What you will do
Report every line of the records below that includes the string "stem".

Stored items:
=== Section Start ===

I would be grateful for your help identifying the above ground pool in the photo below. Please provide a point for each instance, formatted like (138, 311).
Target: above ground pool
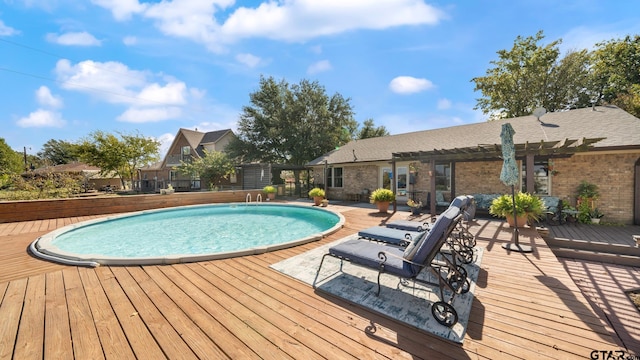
(186, 234)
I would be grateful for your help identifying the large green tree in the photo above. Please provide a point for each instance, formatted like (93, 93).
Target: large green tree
(616, 73)
(11, 162)
(212, 168)
(56, 152)
(292, 124)
(122, 154)
(369, 130)
(530, 75)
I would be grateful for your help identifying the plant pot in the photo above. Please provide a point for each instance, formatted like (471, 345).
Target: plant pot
(522, 220)
(383, 206)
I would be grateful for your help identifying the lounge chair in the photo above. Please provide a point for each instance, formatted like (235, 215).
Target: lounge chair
(389, 235)
(409, 225)
(408, 263)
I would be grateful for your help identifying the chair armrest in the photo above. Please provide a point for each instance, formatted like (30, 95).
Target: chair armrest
(382, 255)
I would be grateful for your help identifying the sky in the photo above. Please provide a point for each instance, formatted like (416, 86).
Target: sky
(69, 68)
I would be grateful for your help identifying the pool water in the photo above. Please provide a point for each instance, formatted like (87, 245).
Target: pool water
(193, 230)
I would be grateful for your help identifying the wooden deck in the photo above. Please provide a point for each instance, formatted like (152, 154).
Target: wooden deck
(526, 306)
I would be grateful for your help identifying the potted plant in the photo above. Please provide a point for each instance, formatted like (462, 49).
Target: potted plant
(529, 208)
(382, 197)
(595, 216)
(270, 190)
(414, 206)
(317, 194)
(587, 193)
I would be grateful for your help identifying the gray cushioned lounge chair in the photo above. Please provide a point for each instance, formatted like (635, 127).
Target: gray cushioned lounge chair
(407, 263)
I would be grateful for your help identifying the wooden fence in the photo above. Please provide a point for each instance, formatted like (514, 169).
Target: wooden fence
(13, 211)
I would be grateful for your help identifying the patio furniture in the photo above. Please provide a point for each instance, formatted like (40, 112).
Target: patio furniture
(389, 235)
(409, 225)
(408, 263)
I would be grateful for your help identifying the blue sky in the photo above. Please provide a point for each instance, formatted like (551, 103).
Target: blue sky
(68, 68)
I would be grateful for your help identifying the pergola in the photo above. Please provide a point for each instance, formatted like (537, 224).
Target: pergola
(492, 152)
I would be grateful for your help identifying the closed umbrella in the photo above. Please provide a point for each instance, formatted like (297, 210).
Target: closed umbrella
(509, 176)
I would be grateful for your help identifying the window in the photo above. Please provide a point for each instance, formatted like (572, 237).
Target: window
(334, 177)
(541, 178)
(186, 154)
(443, 177)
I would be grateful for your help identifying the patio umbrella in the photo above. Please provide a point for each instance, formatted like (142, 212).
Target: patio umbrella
(509, 176)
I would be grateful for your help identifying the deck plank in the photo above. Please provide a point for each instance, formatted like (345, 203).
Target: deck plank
(193, 336)
(31, 332)
(113, 340)
(525, 306)
(142, 342)
(57, 340)
(165, 334)
(10, 312)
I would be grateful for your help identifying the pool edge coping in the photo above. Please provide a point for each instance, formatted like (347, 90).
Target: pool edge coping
(42, 247)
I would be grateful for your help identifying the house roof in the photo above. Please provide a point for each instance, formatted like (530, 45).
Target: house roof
(618, 129)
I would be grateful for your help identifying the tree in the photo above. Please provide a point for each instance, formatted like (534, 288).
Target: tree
(616, 72)
(11, 162)
(120, 156)
(529, 76)
(368, 130)
(212, 168)
(291, 124)
(57, 152)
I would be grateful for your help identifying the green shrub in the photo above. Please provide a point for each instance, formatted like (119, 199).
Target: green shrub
(316, 192)
(526, 203)
(381, 194)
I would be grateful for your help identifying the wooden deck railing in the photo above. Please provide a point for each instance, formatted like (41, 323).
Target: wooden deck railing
(13, 211)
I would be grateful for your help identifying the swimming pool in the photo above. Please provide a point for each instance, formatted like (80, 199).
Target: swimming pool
(186, 234)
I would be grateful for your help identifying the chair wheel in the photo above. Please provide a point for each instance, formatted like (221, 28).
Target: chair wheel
(460, 285)
(466, 255)
(444, 313)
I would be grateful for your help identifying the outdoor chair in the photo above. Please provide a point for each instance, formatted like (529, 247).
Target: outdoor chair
(407, 263)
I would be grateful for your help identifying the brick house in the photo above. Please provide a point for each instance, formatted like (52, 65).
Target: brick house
(186, 146)
(556, 152)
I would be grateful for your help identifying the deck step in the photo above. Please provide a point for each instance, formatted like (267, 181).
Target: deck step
(618, 259)
(600, 247)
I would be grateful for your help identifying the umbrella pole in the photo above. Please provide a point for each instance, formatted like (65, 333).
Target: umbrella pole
(516, 233)
(515, 246)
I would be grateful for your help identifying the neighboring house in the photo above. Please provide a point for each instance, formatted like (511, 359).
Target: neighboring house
(91, 174)
(187, 146)
(556, 152)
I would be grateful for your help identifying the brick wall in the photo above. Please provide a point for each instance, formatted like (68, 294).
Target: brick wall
(612, 173)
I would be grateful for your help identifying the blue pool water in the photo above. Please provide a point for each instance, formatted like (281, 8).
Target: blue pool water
(191, 231)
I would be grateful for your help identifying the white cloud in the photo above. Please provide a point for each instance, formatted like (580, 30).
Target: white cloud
(121, 9)
(248, 59)
(74, 38)
(409, 85)
(45, 98)
(150, 114)
(165, 143)
(42, 118)
(6, 30)
(301, 20)
(444, 104)
(320, 66)
(130, 40)
(291, 20)
(150, 99)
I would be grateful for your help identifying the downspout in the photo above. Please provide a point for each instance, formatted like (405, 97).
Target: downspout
(393, 182)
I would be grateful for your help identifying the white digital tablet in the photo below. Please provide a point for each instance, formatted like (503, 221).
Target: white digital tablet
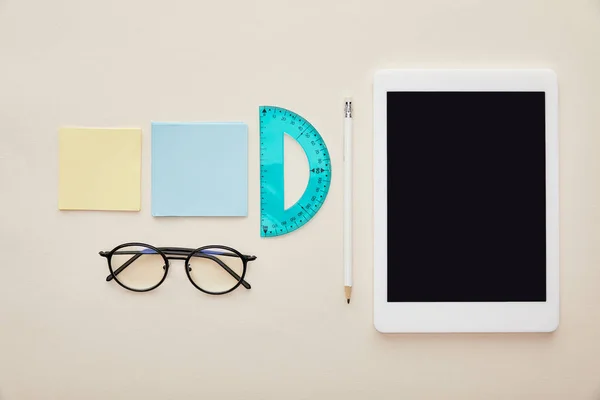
(466, 201)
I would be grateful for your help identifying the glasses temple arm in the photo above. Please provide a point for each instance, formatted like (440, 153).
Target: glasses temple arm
(122, 267)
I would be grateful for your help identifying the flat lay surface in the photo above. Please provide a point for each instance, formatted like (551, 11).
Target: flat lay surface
(66, 333)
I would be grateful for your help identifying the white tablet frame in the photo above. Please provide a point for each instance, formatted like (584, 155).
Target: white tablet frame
(465, 317)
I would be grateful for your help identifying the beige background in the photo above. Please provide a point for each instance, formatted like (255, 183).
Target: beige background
(65, 333)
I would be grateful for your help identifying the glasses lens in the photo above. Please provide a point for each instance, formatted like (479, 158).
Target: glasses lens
(138, 267)
(215, 270)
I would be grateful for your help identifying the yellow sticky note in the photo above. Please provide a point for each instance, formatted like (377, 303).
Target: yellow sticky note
(100, 169)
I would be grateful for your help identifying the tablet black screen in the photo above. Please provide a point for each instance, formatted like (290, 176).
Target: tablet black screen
(466, 196)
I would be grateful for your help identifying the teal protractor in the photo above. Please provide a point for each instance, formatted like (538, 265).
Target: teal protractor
(275, 219)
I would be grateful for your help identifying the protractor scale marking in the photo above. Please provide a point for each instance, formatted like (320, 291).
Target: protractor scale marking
(274, 123)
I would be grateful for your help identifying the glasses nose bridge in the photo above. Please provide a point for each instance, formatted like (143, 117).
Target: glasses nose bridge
(176, 257)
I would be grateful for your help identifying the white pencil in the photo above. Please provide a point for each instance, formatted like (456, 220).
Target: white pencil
(348, 199)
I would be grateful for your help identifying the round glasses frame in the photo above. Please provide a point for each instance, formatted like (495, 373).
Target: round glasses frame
(177, 253)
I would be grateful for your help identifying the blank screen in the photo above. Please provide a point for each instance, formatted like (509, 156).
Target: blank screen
(466, 196)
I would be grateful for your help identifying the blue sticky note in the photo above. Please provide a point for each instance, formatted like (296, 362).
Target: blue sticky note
(199, 169)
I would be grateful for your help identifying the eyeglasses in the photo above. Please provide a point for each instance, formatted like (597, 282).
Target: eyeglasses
(212, 269)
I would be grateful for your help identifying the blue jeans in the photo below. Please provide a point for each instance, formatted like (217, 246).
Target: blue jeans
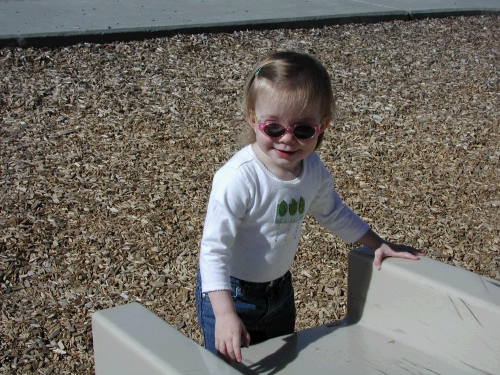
(267, 310)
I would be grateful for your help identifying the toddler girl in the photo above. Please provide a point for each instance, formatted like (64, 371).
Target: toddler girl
(257, 204)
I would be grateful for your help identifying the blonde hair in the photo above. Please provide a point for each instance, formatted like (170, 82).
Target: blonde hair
(296, 78)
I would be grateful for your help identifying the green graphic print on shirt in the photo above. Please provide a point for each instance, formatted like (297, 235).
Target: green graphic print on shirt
(291, 212)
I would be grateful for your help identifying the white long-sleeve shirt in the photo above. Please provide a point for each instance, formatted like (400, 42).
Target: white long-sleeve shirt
(254, 220)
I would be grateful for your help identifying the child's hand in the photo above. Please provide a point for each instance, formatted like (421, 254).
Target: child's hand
(384, 249)
(388, 249)
(229, 332)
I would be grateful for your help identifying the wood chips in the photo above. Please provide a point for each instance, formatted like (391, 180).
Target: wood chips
(107, 154)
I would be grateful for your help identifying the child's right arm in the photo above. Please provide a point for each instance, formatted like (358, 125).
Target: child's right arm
(229, 330)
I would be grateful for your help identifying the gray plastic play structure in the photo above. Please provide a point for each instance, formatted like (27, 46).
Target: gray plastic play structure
(411, 317)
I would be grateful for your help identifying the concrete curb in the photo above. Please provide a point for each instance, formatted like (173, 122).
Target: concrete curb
(40, 40)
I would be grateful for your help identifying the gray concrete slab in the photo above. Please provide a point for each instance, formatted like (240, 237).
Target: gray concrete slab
(60, 22)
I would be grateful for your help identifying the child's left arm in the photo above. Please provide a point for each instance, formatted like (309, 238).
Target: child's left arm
(383, 249)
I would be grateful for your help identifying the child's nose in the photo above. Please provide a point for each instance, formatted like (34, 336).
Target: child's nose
(288, 137)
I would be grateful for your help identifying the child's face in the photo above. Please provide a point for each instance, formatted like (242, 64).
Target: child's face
(283, 155)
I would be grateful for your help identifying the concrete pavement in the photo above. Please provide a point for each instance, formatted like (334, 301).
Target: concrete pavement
(63, 22)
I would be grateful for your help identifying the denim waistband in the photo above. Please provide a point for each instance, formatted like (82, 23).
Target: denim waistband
(248, 285)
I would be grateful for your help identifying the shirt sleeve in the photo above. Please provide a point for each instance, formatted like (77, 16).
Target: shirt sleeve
(226, 208)
(333, 214)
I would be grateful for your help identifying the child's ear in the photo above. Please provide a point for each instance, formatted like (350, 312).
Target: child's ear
(251, 118)
(324, 124)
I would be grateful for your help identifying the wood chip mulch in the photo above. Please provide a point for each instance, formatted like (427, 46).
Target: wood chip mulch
(107, 154)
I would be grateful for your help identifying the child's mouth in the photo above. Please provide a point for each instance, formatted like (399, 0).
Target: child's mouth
(285, 153)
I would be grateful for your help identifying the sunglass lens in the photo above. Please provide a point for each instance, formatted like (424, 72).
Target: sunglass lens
(274, 130)
(303, 131)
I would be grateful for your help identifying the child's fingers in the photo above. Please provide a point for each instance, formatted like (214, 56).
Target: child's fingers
(379, 255)
(236, 354)
(246, 338)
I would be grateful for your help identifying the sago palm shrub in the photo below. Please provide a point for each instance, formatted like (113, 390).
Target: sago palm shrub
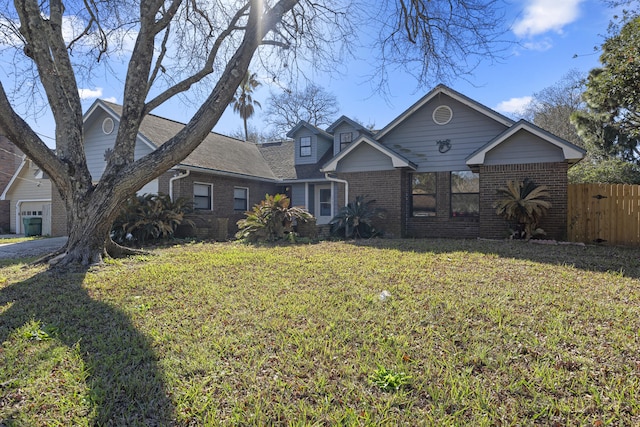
(525, 203)
(356, 219)
(149, 217)
(271, 220)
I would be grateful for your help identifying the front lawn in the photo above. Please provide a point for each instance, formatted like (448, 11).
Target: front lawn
(466, 333)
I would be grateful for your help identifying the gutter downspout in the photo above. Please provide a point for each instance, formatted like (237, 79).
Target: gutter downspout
(175, 178)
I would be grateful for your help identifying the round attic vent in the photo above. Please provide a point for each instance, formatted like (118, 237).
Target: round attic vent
(107, 125)
(442, 115)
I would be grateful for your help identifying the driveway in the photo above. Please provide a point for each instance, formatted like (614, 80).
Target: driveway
(31, 248)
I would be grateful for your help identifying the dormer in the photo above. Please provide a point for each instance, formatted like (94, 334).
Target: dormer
(311, 143)
(345, 131)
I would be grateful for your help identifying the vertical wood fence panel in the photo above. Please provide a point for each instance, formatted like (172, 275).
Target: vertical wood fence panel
(604, 213)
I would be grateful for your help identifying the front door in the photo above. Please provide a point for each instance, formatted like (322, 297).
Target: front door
(323, 205)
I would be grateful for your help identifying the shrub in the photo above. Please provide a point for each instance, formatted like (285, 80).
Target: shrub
(271, 220)
(523, 202)
(356, 219)
(149, 217)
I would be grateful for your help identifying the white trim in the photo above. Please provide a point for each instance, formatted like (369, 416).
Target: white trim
(13, 178)
(341, 181)
(174, 179)
(438, 90)
(435, 114)
(569, 151)
(108, 125)
(246, 207)
(396, 160)
(306, 195)
(20, 202)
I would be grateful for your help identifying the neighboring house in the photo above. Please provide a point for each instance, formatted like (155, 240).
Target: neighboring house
(434, 169)
(29, 195)
(11, 160)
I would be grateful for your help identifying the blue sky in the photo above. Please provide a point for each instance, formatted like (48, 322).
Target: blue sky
(547, 35)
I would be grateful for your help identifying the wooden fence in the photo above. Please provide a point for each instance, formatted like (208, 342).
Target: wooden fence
(604, 213)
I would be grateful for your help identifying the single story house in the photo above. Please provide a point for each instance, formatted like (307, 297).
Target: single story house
(434, 169)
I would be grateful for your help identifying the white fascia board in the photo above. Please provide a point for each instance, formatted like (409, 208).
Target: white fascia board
(13, 178)
(396, 160)
(569, 151)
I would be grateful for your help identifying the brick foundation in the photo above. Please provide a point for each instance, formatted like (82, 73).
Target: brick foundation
(553, 175)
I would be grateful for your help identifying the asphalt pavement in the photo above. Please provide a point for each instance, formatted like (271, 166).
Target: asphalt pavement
(37, 247)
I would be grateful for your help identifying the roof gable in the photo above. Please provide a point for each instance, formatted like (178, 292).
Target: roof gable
(313, 129)
(397, 160)
(444, 90)
(350, 122)
(216, 153)
(571, 152)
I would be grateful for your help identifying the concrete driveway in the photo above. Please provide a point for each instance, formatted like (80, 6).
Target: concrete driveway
(31, 248)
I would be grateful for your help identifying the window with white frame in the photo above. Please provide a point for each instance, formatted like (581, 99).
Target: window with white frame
(202, 196)
(305, 146)
(345, 139)
(241, 199)
(465, 194)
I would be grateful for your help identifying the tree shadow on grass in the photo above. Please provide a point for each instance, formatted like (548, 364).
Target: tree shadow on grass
(124, 382)
(585, 257)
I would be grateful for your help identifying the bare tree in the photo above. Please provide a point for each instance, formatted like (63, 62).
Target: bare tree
(552, 107)
(313, 104)
(198, 50)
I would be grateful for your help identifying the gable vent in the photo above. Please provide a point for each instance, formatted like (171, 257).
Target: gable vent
(442, 115)
(107, 125)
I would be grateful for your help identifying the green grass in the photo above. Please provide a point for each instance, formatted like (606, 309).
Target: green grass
(474, 333)
(6, 240)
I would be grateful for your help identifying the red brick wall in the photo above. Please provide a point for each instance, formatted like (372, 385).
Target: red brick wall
(385, 187)
(553, 175)
(441, 225)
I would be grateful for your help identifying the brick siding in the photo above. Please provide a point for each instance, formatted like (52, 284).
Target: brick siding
(441, 225)
(553, 175)
(209, 224)
(386, 188)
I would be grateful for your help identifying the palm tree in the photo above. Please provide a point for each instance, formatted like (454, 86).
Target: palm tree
(242, 102)
(523, 202)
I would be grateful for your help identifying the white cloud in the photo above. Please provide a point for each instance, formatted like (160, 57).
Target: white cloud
(514, 105)
(538, 46)
(541, 16)
(90, 93)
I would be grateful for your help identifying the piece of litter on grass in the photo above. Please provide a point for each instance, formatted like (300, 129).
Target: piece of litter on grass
(384, 295)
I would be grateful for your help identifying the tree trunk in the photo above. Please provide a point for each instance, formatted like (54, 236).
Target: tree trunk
(89, 222)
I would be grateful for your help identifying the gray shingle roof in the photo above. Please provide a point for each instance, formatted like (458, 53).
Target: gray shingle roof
(280, 156)
(216, 153)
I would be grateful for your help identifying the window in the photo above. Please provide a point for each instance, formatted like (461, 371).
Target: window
(325, 202)
(202, 196)
(465, 194)
(423, 194)
(240, 199)
(305, 146)
(345, 140)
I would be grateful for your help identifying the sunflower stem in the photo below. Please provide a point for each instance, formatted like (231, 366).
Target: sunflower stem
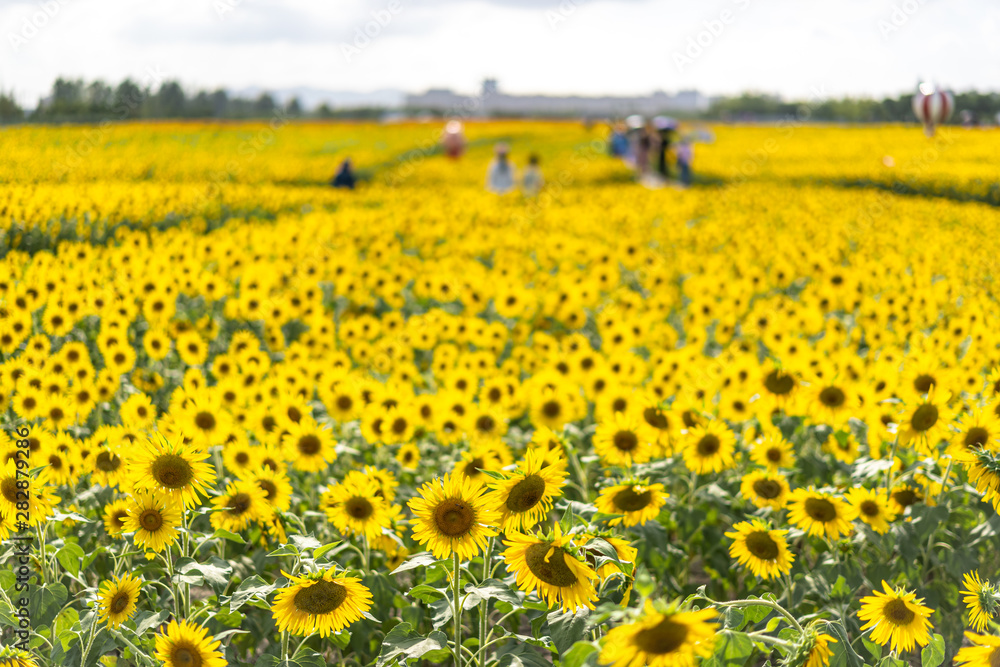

=== Section End ===

Solution to the exercise
I would be grateful for your help identifying the sunflower stem in the photo below. Please provide a point for each instance, formatted like (231, 366).
Target: sunflower stem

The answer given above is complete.